> SELECTED TEXT:
>>>>
Benilde/St. Margaret's-2 Farmington-1

Farmington really supports their hockey teams and when a top ranked team shows up to play the Tigers in zero degree weather, the Schmitz-Maki Arena is jumping.  Last night it was jumping something the top ranked Red Knights rarely see-small town atmosphere and big time hockey.  For 44 minutes the two teams battled in a great arena filled with Farmington emotions.  It hung over the Benilde team like a the fog of a winter night.  When Tigers launched an attack and had one, two, three shots left dangling on the Red Knights net, the fans roared loud, loud, and louder.  When the Tigers Andy Meyer teed up the fourth shot everybody saw it coming.  Meyers buried the puck and the place erupted.  Farmington was leading 1-0 with seven minutes to go.
<<<<
> AIM A:
Filter the records, keeping only the lines that contain the string "head". Case counts.
The text and the records have no connection to each other.

(Some records)
>>>>
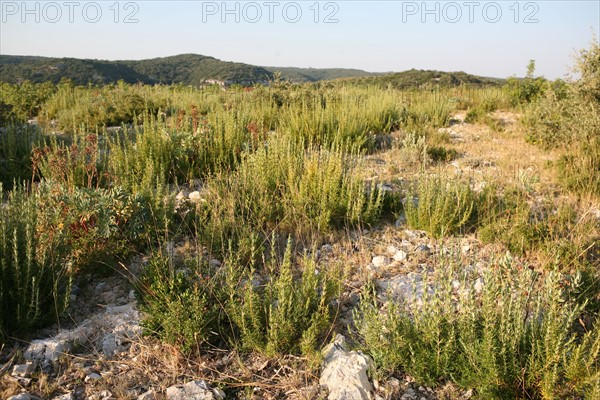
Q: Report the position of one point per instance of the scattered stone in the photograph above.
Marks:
(410, 394)
(194, 390)
(380, 261)
(345, 373)
(22, 396)
(94, 376)
(400, 255)
(478, 286)
(149, 395)
(49, 350)
(423, 249)
(400, 221)
(391, 249)
(66, 396)
(103, 395)
(24, 370)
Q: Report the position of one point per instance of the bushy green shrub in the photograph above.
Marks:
(283, 187)
(20, 102)
(35, 276)
(439, 207)
(290, 312)
(441, 154)
(514, 339)
(16, 145)
(182, 304)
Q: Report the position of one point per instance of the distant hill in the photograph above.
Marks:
(195, 69)
(420, 78)
(188, 69)
(318, 74)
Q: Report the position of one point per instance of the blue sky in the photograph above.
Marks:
(491, 38)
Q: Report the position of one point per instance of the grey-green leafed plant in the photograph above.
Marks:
(513, 337)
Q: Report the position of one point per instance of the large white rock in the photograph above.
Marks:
(194, 390)
(345, 373)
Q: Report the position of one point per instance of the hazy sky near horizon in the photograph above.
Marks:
(490, 38)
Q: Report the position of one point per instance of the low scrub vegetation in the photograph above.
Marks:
(512, 338)
(261, 178)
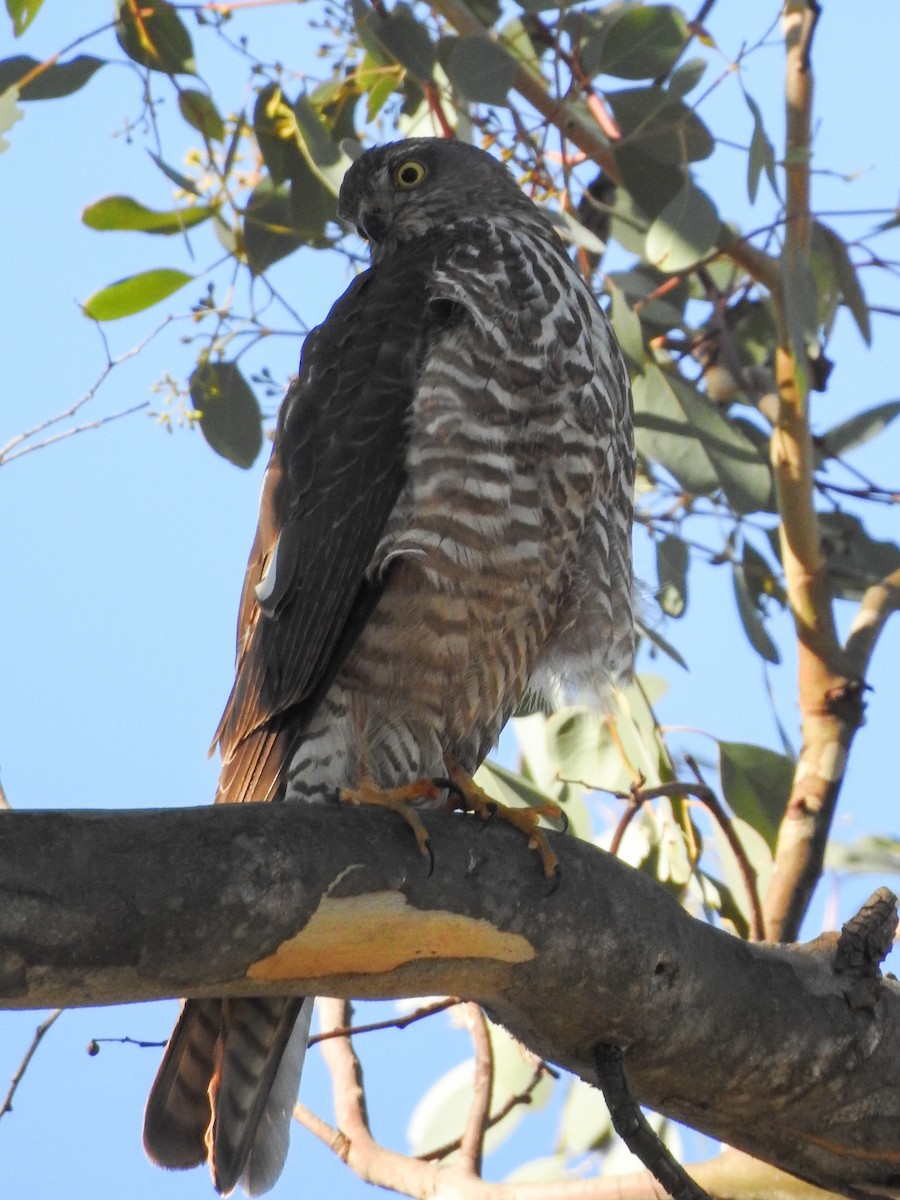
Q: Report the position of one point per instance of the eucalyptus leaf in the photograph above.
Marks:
(672, 558)
(153, 35)
(124, 213)
(871, 855)
(853, 558)
(751, 617)
(269, 232)
(229, 413)
(761, 155)
(627, 327)
(53, 82)
(857, 430)
(685, 232)
(847, 280)
(323, 155)
(201, 113)
(22, 12)
(641, 42)
(660, 125)
(133, 294)
(756, 784)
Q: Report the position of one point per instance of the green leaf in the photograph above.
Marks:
(508, 787)
(481, 70)
(442, 1111)
(801, 310)
(661, 306)
(853, 559)
(648, 186)
(696, 443)
(672, 558)
(229, 413)
(751, 618)
(59, 79)
(151, 34)
(664, 435)
(201, 113)
(324, 157)
(684, 232)
(761, 156)
(381, 91)
(405, 39)
(124, 213)
(133, 294)
(22, 12)
(756, 784)
(687, 77)
(312, 205)
(627, 327)
(269, 232)
(10, 113)
(743, 472)
(857, 430)
(641, 42)
(183, 181)
(871, 855)
(847, 280)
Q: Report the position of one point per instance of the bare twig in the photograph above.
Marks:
(708, 798)
(16, 447)
(397, 1023)
(635, 1129)
(472, 1144)
(6, 1107)
(510, 1103)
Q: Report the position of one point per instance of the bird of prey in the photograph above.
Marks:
(445, 522)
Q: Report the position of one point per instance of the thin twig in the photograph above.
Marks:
(472, 1144)
(510, 1103)
(6, 1107)
(397, 1023)
(708, 798)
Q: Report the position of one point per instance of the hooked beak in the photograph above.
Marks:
(371, 225)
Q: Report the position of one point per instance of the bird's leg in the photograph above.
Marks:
(397, 799)
(467, 792)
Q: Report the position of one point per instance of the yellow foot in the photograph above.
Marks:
(485, 807)
(397, 799)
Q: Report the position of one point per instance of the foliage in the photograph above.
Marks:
(600, 112)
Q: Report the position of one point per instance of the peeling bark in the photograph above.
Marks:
(765, 1047)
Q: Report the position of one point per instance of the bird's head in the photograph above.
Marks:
(401, 191)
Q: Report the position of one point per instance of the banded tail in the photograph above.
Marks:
(226, 1090)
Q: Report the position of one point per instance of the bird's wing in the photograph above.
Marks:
(336, 471)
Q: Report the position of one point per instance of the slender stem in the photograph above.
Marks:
(472, 1144)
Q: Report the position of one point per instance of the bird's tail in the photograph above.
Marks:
(226, 1090)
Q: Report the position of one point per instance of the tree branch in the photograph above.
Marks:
(757, 1045)
(829, 697)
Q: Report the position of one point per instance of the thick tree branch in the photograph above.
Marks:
(757, 1045)
(829, 696)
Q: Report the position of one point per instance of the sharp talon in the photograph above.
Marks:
(454, 790)
(397, 799)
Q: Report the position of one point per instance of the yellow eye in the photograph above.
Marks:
(409, 174)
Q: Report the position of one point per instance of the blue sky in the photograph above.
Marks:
(124, 550)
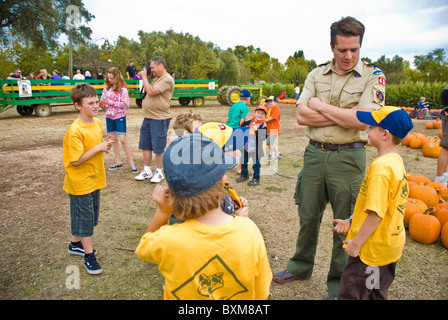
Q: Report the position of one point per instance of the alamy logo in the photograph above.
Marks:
(73, 21)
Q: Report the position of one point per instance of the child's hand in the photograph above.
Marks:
(342, 226)
(244, 210)
(162, 196)
(351, 249)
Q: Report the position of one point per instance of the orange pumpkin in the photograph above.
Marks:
(406, 140)
(443, 194)
(444, 235)
(424, 228)
(437, 185)
(415, 143)
(427, 194)
(438, 207)
(431, 149)
(421, 180)
(413, 206)
(442, 215)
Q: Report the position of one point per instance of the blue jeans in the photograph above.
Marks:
(256, 166)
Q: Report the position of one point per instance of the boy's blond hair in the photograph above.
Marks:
(184, 122)
(192, 207)
(81, 91)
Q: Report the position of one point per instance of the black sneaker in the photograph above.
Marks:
(241, 179)
(115, 167)
(77, 250)
(253, 182)
(92, 266)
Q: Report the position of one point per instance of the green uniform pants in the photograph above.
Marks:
(326, 176)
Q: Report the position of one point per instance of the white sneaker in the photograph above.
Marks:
(144, 175)
(158, 176)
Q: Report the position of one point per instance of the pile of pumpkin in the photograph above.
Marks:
(288, 101)
(428, 144)
(426, 215)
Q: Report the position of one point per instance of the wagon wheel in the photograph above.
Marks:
(221, 96)
(254, 101)
(43, 110)
(25, 110)
(233, 95)
(198, 101)
(184, 101)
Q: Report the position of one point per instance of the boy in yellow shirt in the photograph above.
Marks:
(83, 153)
(376, 234)
(212, 255)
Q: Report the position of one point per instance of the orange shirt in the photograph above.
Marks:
(273, 125)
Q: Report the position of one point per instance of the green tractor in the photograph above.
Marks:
(228, 95)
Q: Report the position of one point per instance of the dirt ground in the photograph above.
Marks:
(35, 223)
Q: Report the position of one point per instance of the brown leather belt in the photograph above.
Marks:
(336, 147)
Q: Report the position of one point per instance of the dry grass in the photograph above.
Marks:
(35, 225)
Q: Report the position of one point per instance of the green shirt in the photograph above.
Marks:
(237, 112)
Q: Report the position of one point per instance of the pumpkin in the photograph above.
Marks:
(442, 215)
(443, 194)
(437, 185)
(444, 235)
(406, 140)
(424, 228)
(415, 143)
(427, 194)
(421, 180)
(431, 149)
(438, 207)
(413, 206)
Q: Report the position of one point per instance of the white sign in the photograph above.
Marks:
(24, 88)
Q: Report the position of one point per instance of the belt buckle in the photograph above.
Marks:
(322, 146)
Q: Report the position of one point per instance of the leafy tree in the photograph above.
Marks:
(393, 69)
(434, 65)
(40, 23)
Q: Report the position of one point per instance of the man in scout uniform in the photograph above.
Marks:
(335, 159)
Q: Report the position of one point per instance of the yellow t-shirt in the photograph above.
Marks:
(91, 175)
(199, 261)
(384, 191)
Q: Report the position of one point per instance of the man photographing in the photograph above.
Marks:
(157, 117)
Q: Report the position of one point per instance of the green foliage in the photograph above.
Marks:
(40, 23)
(408, 94)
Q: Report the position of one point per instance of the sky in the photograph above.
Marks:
(281, 27)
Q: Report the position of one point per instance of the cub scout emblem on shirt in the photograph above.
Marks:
(214, 280)
(379, 96)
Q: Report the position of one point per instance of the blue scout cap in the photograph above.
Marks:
(194, 163)
(394, 119)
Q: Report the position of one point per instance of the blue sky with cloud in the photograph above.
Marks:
(393, 27)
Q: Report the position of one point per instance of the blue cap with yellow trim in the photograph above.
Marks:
(394, 119)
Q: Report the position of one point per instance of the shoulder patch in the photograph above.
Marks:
(378, 72)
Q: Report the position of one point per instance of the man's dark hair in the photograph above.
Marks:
(346, 27)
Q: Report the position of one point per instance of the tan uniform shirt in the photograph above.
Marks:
(364, 85)
(158, 107)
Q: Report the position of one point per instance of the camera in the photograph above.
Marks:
(148, 70)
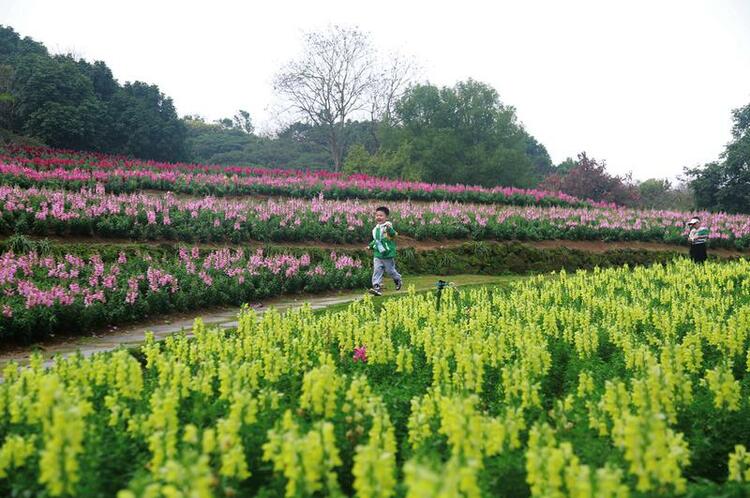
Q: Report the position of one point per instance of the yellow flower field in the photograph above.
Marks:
(622, 382)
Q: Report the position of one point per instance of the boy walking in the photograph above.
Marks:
(384, 247)
(698, 239)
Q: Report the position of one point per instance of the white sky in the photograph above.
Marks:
(646, 85)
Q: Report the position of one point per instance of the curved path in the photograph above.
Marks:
(132, 335)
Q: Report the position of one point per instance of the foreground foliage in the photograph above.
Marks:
(609, 383)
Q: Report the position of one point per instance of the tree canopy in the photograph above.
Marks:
(71, 103)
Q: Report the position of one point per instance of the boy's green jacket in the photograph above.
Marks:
(382, 241)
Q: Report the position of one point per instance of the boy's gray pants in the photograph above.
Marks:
(380, 266)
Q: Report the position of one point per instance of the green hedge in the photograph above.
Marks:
(485, 258)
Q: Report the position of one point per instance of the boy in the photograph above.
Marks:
(698, 238)
(384, 248)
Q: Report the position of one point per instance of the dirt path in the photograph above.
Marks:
(133, 334)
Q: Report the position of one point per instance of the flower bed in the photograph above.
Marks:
(70, 294)
(586, 385)
(46, 212)
(37, 166)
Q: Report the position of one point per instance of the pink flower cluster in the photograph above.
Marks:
(42, 164)
(47, 281)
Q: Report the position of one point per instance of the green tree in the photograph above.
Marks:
(146, 124)
(725, 185)
(465, 134)
(56, 103)
(589, 179)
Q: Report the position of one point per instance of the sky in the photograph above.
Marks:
(647, 86)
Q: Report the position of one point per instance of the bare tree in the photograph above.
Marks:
(330, 82)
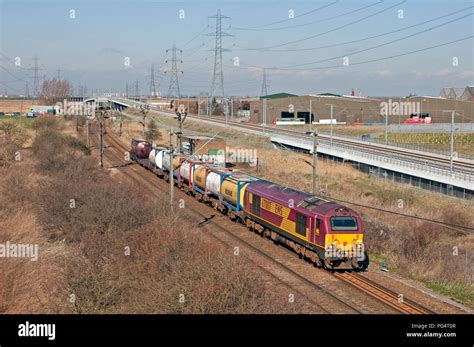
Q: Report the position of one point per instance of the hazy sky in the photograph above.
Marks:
(92, 47)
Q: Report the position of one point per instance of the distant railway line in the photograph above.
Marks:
(462, 166)
(323, 298)
(383, 294)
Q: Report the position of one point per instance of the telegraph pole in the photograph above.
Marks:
(452, 143)
(217, 86)
(451, 150)
(152, 81)
(101, 139)
(35, 77)
(264, 91)
(171, 170)
(173, 90)
(315, 162)
(330, 126)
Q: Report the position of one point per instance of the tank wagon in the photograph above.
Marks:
(326, 233)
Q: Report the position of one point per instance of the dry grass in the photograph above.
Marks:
(84, 265)
(8, 105)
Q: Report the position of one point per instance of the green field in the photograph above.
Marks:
(21, 120)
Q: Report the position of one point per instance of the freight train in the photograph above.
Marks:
(326, 233)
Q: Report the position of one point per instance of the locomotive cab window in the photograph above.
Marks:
(318, 226)
(343, 223)
(301, 224)
(256, 205)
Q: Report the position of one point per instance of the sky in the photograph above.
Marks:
(305, 47)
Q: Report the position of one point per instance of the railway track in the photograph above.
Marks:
(464, 167)
(367, 146)
(386, 295)
(358, 281)
(304, 288)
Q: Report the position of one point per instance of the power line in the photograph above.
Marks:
(35, 76)
(366, 38)
(327, 31)
(217, 87)
(287, 19)
(173, 90)
(264, 91)
(470, 229)
(368, 61)
(382, 44)
(152, 80)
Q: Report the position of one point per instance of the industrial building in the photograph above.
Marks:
(352, 109)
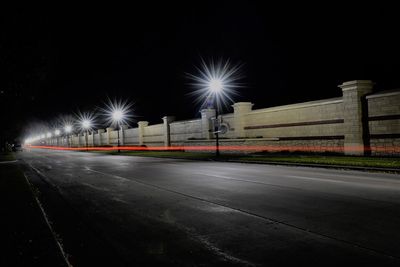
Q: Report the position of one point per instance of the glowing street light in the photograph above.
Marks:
(118, 116)
(215, 82)
(68, 130)
(86, 122)
(57, 133)
(117, 113)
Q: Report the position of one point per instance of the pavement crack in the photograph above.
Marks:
(249, 213)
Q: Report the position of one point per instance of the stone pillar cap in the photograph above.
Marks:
(356, 84)
(145, 123)
(242, 104)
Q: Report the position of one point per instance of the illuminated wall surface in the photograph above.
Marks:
(359, 123)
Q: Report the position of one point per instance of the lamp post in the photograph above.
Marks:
(86, 124)
(217, 81)
(57, 133)
(215, 86)
(48, 135)
(68, 130)
(117, 117)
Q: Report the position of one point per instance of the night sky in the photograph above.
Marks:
(57, 60)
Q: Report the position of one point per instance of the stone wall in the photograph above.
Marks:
(384, 122)
(358, 123)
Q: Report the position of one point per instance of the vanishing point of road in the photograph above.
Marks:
(126, 210)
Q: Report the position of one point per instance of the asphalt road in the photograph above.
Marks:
(180, 212)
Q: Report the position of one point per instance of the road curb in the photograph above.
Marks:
(327, 166)
(53, 233)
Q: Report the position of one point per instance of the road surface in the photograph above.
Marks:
(126, 210)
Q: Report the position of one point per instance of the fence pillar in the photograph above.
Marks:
(240, 110)
(166, 130)
(206, 123)
(109, 130)
(99, 132)
(122, 129)
(355, 115)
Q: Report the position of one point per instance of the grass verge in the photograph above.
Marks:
(28, 239)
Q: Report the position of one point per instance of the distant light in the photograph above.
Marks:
(216, 85)
(86, 121)
(86, 124)
(68, 128)
(117, 115)
(117, 112)
(216, 81)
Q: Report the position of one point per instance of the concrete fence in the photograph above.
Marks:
(358, 123)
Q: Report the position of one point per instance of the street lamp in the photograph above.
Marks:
(57, 133)
(117, 113)
(215, 82)
(216, 86)
(86, 125)
(48, 141)
(117, 117)
(68, 130)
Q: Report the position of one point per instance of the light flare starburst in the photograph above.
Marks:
(86, 121)
(117, 112)
(215, 82)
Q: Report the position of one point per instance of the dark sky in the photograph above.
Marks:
(58, 60)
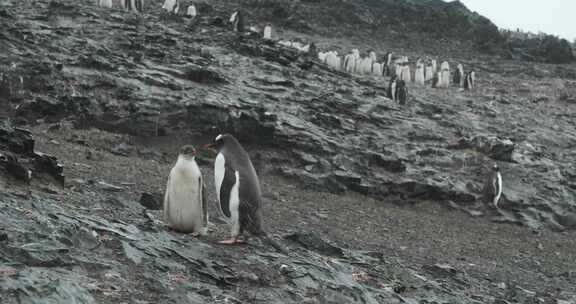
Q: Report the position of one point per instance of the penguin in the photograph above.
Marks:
(268, 32)
(311, 50)
(401, 92)
(458, 78)
(419, 76)
(388, 64)
(444, 78)
(405, 72)
(493, 186)
(436, 79)
(191, 12)
(185, 197)
(373, 56)
(237, 21)
(172, 6)
(392, 85)
(429, 71)
(469, 80)
(105, 3)
(238, 190)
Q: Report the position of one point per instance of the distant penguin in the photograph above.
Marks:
(444, 81)
(436, 79)
(419, 76)
(392, 85)
(133, 5)
(401, 92)
(237, 21)
(429, 71)
(373, 56)
(238, 190)
(459, 76)
(105, 3)
(185, 198)
(171, 6)
(377, 69)
(349, 63)
(388, 65)
(312, 50)
(267, 32)
(493, 186)
(469, 80)
(406, 74)
(191, 12)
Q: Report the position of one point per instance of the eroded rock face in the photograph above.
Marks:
(321, 126)
(18, 159)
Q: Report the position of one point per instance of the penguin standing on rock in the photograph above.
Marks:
(493, 186)
(392, 85)
(185, 198)
(458, 78)
(469, 80)
(238, 190)
(171, 6)
(237, 21)
(267, 32)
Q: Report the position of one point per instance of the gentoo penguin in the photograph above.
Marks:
(191, 12)
(493, 186)
(185, 200)
(238, 190)
(171, 6)
(311, 50)
(429, 71)
(469, 80)
(458, 78)
(436, 79)
(392, 85)
(388, 64)
(419, 76)
(268, 31)
(105, 3)
(373, 56)
(237, 21)
(401, 92)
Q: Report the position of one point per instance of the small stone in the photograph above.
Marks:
(109, 187)
(121, 149)
(151, 201)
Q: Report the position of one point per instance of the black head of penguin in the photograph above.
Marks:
(392, 87)
(457, 77)
(188, 151)
(468, 81)
(401, 92)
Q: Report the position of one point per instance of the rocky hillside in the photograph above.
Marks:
(378, 202)
(431, 25)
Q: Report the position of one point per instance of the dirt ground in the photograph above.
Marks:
(494, 254)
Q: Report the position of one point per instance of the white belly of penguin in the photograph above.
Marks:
(183, 204)
(498, 191)
(234, 197)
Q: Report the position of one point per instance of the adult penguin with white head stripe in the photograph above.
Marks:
(238, 190)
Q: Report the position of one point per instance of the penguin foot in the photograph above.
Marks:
(231, 242)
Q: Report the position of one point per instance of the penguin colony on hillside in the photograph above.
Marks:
(237, 190)
(130, 5)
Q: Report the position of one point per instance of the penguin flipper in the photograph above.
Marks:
(166, 206)
(228, 182)
(204, 204)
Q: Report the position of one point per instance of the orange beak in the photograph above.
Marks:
(210, 147)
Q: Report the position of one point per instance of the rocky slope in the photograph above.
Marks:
(74, 72)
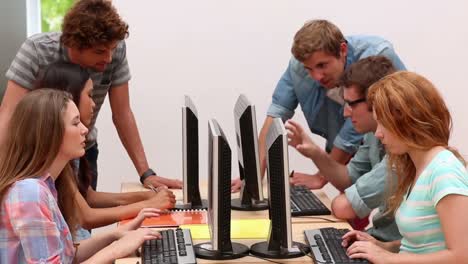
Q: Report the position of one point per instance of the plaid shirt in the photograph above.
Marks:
(32, 228)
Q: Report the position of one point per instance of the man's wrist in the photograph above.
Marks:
(148, 173)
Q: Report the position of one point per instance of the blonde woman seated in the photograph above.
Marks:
(96, 208)
(431, 199)
(38, 217)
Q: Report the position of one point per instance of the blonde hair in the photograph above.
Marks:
(410, 99)
(317, 35)
(33, 141)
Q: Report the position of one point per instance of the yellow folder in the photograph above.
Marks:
(240, 229)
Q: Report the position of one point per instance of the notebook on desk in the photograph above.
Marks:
(175, 218)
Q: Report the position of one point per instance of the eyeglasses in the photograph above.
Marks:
(352, 104)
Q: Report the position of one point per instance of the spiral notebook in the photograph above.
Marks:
(175, 218)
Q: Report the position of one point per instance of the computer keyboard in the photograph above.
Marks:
(325, 245)
(175, 246)
(304, 202)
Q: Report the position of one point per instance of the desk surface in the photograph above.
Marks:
(299, 224)
(133, 187)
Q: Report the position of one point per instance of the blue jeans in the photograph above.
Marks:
(92, 155)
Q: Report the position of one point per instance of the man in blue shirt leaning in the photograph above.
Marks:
(320, 55)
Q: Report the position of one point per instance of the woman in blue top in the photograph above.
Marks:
(431, 199)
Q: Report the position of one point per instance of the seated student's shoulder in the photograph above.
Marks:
(30, 190)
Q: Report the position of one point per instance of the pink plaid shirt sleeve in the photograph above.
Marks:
(33, 225)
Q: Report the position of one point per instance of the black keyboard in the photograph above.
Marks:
(175, 246)
(304, 202)
(325, 246)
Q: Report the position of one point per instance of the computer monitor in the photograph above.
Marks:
(251, 194)
(279, 244)
(190, 160)
(219, 200)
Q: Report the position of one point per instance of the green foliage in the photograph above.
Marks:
(52, 13)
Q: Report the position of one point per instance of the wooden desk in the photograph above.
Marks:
(298, 226)
(134, 187)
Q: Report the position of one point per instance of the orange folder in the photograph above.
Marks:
(175, 218)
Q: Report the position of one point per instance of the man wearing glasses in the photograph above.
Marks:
(364, 180)
(320, 55)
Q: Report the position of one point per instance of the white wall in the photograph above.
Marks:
(215, 50)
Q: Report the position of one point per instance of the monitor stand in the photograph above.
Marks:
(237, 204)
(189, 206)
(205, 251)
(261, 249)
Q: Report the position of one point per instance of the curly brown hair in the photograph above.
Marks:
(92, 22)
(365, 72)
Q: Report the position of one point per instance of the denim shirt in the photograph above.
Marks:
(370, 187)
(325, 116)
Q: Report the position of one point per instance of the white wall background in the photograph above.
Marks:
(215, 50)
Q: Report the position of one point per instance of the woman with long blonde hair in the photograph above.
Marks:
(431, 199)
(37, 211)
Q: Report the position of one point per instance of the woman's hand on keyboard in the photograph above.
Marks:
(131, 241)
(370, 251)
(354, 235)
(136, 222)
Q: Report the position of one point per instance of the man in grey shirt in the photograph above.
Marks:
(92, 36)
(364, 180)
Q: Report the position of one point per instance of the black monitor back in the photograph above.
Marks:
(219, 192)
(190, 159)
(280, 235)
(247, 151)
(279, 244)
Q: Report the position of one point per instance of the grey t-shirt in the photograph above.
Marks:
(368, 173)
(41, 50)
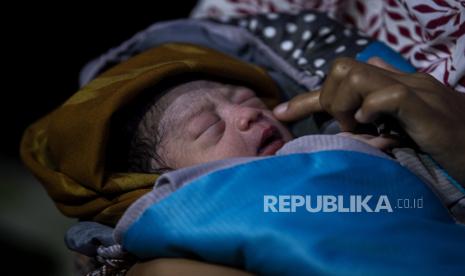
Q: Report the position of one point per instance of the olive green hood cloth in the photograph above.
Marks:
(66, 149)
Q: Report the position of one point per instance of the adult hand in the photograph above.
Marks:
(432, 114)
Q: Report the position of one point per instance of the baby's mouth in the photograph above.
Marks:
(270, 142)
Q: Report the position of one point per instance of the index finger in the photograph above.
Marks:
(300, 106)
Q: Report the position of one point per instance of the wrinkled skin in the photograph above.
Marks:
(432, 114)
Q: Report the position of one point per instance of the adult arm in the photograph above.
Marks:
(432, 114)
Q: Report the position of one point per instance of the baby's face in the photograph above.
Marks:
(219, 122)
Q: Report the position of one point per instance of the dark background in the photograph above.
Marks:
(44, 47)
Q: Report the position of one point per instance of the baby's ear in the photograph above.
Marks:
(378, 62)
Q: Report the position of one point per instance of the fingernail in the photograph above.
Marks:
(281, 108)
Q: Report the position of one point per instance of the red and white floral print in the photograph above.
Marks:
(430, 34)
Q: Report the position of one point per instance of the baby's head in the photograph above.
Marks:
(201, 121)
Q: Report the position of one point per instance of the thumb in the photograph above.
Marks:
(299, 107)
<<<<
> AIM B:
According to the hockey game report, what was the score with seven minutes to go?

> RIGHT ANSWER A:
Q: Report the position of one point per instance of the bird's head in the photograph above.
Q: Report the position of one point per instance of the black head of penguin in the photograph above.
Q: Report the position of one point per instance of the adult penguin with white head stripe in the photograph above.
Q: Report the position of one point per instance of the baby's head in the photograph above.

> RIGHT ANSWER B:
Farmington was leading 1-0.